→ **Task 1**: In the kernel email reply, what is the fixed length of the buffer that bond_dev->dev_addr points to?

→ **Provided passage**:
* * * *
The kernel code is sound and the vulnerabilities you reported don't seem
to exist.
In your first mail (popo:: linux kernel vulns of it),
you point out a flaw in bond_do_ioctl() and bond_set_dev_addr().
> // [4]:: x90: Trigger point: slave_dev->dev_addr,
> slave_dev->addr_len two variables controlled by user in memcpy
> API.
> 622 memcpy(bond_dev->dev_addr, slave_dev->dev_addr,
> slave_dev->addr_len);
It is impossible to set slave_dev->dev_addr to arbitrary values userspace.
The value will be chosen from a handful of fixed hardware address lengths.
None will exceed the length of the buffer that bond_dev->dev_addr points to,
which is always 32 (include/linux/netdevice.h MAX_ADDR_LEN).
In your second email, you report a vulnerability in tun_chr_ioctl()
> __tun_chr_ioctl function of ~/drivers/net/tun.c has a stack buffer
> overflow vulnerability. it get's arg, ifreq_len, and copy the arg(argp)
> to ifr(ifreq struct) and this steps are no bounds-checking.
> ...
> --
> 3352static long tun_chr_ioctl(struct file *file,
> 3353 unsigned int cmd, unsigned long arg)
> 3354{
> 3355 return __tun_chr_ioctl(file, cmd, arg, sizeof (struct ifreq));
> 3356}
As you can clearly see, ifreq_len is set to the actual size of struct
ifreq here.
> // x90:: vulnerable point::
> 3044 if (copy_from_user(&ifr, argp, ifreq_len)) // bug.
Which means that this piece of code is not exploitable.
There is no way to set ifreq_len from userspace.
Please refrain from sending invalid bug reports.
* * * *
→ **Dataset records**:

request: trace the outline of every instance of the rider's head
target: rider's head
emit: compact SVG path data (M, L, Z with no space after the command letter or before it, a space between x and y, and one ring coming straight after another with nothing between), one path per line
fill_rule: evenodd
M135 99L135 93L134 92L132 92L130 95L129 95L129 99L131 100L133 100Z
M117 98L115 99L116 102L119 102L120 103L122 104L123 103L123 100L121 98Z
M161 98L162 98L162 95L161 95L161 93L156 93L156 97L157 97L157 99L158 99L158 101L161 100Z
* * * *
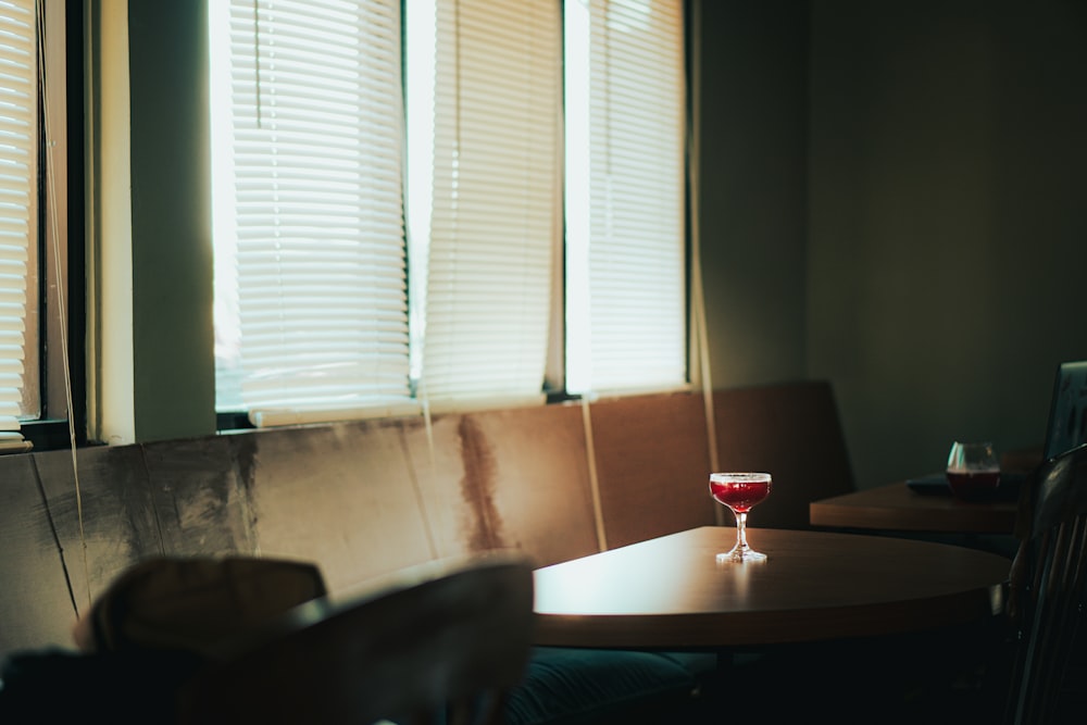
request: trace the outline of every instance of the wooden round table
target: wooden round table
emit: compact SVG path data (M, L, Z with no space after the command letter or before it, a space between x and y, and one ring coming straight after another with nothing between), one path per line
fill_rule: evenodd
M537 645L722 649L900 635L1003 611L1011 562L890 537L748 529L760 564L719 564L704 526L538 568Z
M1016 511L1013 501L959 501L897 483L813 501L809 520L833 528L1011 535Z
* * * *
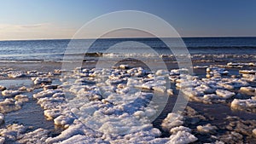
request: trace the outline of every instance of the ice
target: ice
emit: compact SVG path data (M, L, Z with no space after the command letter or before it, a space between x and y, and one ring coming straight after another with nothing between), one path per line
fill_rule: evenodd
* * * *
→ **Task 2**: Pull out each line of the entries that contains the string "target".

→ **Result 1**: It is always 32, set by MAX_ADDR_LEN in include/linux/netdevice.h.

→ **Result 2**:
target: rider's head
target: wooden round table
target: ice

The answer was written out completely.